Hockney was no less than our English Picasso

I once commissioned the genius-level artist to design a magazine cover for me. He ignored all my feedback – and it was absolutely perfect

My meandering, faltering footpath through the hinterlands of the contemporary art world encountered, in 2007, the eight-lane superhighway that was David Hockney’s effortless progression through the same diverse realm. I had had the temerity to ask him to design a cover for the 100th issue of Granta magazine that I was guest-editing. Much to my astonishment, he telephoned me, accepted the commission and asked for some “feedback”. The cover he produced (duly ignoring my feedback) was absolutely perfect and thus began an acquaintance with him – I was never part of his inner circle – that endured almost 20 years.

Hockney was not only an exceptional, genius-level artist but he was also a polymath, an avid reader, an intellectual and an all-round really nice man: droll, interested in others, shrewd, self-deprecating but also absolutely, quietly sure of himself, aware of his multitude of artistic gifts and where he wanted those gifts to take him. He didn’t give a fig about art critics, art historians, movements, fashion – what was in, what was out – public perception, and so forth. For him it was all about working, seven days a week. Waking up and going to work.

----

▶ **Instructions to follow**
Duplicate the part of the Hockney passage that opens with the words containing "I once commissioned" and closes with "almost 20 years.", keeping every word and mark unchanged. Work from the Hockney passage alone and bring in nothing from outside it.

▶ **Given information**

----

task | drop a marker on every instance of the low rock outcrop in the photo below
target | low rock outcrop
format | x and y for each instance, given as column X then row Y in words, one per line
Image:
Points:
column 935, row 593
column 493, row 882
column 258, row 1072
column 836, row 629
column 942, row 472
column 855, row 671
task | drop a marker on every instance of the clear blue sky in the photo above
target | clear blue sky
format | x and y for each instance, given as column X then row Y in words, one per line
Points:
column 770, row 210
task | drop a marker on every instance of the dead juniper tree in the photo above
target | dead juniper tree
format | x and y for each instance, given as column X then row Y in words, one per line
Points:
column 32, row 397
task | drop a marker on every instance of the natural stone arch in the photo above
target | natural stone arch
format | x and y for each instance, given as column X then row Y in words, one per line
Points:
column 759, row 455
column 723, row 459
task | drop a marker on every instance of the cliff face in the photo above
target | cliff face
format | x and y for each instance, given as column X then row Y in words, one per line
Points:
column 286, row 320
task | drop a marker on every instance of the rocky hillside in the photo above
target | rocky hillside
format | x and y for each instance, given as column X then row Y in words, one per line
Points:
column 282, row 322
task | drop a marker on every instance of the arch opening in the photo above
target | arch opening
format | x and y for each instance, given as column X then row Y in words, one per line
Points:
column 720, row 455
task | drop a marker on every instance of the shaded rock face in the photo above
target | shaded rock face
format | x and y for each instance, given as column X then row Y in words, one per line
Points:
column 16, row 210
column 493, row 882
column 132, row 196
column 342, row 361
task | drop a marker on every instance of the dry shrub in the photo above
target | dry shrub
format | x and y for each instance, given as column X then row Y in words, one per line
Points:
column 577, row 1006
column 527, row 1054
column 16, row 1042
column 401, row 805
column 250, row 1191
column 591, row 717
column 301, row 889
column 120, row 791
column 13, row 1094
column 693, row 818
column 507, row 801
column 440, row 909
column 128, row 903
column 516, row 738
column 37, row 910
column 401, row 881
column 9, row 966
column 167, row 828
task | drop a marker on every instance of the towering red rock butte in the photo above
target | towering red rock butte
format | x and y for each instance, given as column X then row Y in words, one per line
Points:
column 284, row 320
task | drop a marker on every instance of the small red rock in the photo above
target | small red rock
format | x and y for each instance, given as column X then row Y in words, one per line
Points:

----

▶ **The output**
I once commissioned the genius-level artist to design a magazine cover for me. He ignored all my feedback – and it was absolutely perfect

My meandering, faltering footpath through the hinterlands of the contemporary art world encountered, in 2007, the eight-lane superhighway that was David Hockney’s effortless progression through the same diverse realm. I had had the temerity to ask him to design a cover for the 100th issue of Granta magazine that I was guest-editing. Much to my astonishment, he telephoned me, accepted the commission and asked for some “feedback”. The cover he produced (duly ignoring my feedback) was absolutely perfect and thus began an acquaintance with him – I was never part of his inner circle – that endured almost 20 years.